#### [Work to complete]
Which of the rows below contain the word "body"? List each of those lines in full, and treat uppercase and lowercase as different.

#### [Material for this exercise]
★ ★ ★

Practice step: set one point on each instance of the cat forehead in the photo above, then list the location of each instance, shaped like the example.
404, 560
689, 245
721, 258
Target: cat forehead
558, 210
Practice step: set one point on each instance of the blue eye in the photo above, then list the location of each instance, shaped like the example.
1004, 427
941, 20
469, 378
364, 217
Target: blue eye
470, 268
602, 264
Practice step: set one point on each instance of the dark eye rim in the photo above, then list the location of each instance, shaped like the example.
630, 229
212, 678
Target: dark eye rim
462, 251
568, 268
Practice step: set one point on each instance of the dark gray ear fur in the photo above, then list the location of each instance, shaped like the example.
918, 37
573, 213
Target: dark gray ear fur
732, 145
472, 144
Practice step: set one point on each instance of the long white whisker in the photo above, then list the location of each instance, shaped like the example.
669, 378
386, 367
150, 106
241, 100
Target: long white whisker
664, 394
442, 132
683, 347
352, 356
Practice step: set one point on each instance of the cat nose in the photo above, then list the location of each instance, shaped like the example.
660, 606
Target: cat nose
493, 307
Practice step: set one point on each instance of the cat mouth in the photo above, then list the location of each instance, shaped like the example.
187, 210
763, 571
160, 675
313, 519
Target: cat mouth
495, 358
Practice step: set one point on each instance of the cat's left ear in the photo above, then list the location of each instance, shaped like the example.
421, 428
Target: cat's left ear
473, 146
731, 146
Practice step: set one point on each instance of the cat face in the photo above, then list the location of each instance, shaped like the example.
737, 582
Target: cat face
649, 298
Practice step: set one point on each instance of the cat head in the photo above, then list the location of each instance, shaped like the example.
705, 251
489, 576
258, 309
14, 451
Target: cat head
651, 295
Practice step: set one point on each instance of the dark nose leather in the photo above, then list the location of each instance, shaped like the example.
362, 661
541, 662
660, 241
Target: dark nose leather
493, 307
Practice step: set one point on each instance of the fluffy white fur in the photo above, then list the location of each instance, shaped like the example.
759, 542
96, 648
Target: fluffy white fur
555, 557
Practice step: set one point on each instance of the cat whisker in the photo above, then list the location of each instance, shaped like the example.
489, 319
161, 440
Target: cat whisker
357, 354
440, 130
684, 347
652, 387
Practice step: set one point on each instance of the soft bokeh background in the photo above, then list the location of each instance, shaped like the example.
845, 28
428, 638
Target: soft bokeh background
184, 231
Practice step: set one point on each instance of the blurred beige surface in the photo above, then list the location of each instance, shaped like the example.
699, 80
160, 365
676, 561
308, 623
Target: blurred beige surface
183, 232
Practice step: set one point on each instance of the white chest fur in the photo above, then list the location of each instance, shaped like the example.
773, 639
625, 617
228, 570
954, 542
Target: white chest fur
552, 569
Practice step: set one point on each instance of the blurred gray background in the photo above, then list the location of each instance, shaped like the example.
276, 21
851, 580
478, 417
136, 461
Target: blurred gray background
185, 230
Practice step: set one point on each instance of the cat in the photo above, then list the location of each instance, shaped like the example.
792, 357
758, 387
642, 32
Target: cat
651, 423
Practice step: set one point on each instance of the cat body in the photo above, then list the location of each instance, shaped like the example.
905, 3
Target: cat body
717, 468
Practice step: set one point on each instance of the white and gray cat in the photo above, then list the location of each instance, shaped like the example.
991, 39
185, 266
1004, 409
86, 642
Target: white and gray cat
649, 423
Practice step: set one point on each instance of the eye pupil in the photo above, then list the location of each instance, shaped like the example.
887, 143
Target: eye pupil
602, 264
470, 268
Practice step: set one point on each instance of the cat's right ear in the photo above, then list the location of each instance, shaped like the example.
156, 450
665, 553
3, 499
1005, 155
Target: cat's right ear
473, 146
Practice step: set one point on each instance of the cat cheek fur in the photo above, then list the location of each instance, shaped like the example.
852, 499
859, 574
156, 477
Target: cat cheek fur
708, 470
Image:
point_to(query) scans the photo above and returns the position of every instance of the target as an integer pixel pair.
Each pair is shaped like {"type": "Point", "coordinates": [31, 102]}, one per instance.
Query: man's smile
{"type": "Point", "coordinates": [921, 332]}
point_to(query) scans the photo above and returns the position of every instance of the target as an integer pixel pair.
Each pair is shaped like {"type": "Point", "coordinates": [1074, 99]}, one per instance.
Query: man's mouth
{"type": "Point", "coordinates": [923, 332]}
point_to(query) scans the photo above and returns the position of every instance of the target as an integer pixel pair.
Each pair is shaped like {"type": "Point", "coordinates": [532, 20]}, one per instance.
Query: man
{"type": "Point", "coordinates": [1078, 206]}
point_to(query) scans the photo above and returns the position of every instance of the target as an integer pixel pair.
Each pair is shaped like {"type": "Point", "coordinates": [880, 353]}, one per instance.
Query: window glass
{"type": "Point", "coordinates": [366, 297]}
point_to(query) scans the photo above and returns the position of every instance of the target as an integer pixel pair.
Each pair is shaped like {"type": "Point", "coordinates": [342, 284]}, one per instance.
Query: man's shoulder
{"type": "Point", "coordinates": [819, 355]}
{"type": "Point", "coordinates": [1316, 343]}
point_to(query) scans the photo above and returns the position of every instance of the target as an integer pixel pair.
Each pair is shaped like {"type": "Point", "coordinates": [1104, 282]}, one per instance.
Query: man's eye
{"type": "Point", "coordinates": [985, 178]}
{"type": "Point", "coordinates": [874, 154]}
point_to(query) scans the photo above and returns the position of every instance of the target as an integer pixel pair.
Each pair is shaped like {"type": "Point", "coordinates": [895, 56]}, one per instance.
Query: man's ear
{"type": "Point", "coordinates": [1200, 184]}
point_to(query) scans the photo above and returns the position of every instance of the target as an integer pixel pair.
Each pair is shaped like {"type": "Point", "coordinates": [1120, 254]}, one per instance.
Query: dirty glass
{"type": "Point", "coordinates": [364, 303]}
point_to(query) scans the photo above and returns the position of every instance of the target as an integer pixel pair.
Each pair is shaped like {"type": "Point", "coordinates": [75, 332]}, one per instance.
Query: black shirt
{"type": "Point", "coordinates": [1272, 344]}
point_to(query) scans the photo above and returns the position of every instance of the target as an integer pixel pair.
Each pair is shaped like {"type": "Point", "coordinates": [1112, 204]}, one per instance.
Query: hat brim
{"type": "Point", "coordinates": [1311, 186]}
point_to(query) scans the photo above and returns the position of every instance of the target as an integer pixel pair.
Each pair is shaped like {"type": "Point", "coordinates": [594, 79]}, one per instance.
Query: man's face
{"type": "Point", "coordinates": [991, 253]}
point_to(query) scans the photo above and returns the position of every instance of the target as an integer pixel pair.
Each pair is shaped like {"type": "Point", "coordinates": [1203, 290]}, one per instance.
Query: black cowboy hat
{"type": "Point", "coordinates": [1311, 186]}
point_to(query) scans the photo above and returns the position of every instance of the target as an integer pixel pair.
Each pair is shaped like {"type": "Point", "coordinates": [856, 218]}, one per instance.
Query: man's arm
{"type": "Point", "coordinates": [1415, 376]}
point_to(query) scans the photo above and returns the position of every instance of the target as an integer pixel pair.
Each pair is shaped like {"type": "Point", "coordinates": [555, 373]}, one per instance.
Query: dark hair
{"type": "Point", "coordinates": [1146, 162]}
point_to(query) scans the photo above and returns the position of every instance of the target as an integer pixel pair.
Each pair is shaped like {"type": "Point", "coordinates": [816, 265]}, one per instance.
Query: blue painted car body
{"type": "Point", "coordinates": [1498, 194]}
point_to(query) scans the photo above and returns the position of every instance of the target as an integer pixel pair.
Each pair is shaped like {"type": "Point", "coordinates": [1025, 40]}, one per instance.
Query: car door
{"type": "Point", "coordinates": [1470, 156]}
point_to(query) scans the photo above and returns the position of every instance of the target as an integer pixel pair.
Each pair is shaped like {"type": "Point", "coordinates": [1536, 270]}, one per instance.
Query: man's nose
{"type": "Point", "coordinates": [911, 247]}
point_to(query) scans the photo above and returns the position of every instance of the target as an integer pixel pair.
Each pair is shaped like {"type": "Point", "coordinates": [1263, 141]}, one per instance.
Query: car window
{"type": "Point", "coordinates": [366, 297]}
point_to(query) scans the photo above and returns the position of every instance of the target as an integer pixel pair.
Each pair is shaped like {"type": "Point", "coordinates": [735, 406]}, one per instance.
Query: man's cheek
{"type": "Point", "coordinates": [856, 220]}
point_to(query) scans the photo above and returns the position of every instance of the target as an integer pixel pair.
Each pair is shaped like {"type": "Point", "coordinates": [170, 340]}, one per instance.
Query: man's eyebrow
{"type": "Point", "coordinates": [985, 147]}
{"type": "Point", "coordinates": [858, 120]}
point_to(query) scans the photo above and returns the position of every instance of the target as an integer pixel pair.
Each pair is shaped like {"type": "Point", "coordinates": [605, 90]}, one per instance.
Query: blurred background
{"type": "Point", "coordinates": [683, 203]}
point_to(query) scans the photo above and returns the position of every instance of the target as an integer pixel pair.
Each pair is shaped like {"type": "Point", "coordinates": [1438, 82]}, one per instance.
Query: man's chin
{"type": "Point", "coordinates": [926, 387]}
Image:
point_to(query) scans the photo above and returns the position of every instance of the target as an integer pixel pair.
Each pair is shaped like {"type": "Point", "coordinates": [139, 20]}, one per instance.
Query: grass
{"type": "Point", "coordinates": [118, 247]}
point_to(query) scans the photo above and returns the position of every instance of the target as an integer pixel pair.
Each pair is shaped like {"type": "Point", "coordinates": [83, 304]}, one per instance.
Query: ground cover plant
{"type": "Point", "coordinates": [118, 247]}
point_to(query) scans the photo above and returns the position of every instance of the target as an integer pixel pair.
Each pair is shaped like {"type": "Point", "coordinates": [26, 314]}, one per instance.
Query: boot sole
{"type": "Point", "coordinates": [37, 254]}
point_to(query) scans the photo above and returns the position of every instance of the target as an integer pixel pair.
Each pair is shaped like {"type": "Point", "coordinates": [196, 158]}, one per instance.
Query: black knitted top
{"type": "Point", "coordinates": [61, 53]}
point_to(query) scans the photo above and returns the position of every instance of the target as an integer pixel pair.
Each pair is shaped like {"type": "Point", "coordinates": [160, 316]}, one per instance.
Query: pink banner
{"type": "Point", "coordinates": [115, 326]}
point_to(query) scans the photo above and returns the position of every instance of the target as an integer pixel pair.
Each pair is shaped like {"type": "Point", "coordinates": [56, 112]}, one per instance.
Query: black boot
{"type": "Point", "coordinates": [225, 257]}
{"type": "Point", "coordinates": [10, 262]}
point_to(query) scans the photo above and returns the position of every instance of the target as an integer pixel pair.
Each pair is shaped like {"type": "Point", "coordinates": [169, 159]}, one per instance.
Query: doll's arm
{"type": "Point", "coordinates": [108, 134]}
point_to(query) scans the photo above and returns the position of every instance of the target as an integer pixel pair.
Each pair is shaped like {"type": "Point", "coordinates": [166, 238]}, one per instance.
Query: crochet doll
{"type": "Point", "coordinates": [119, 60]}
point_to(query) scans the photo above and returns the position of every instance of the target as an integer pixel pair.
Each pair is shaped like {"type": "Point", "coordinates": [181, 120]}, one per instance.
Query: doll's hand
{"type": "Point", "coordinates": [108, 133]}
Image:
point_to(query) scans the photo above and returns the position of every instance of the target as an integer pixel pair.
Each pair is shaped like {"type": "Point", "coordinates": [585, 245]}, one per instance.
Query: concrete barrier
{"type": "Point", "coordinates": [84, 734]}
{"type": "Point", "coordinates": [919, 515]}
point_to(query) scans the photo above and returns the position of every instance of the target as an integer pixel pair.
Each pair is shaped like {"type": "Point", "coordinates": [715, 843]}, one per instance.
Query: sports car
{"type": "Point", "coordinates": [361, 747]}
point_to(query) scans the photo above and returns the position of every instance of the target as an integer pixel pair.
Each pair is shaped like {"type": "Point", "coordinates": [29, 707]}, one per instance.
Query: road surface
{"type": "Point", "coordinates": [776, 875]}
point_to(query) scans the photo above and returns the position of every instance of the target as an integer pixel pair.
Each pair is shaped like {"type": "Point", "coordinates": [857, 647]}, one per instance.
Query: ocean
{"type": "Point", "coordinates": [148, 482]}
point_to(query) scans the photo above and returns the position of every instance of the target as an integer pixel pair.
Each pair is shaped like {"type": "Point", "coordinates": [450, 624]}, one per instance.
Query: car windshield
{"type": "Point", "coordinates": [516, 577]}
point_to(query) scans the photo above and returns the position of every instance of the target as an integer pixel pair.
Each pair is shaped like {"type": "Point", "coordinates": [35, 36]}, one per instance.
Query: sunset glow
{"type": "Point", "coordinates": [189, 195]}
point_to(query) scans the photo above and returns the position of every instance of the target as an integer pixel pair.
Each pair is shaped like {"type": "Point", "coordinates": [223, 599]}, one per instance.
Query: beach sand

★ ★ ★

#### [Response to the exercise]
Practice step: set one point on each instance of the cat body in the photo above, then list the location of each instance, shaped like the example.
Target: cat body
Query: blue painted car body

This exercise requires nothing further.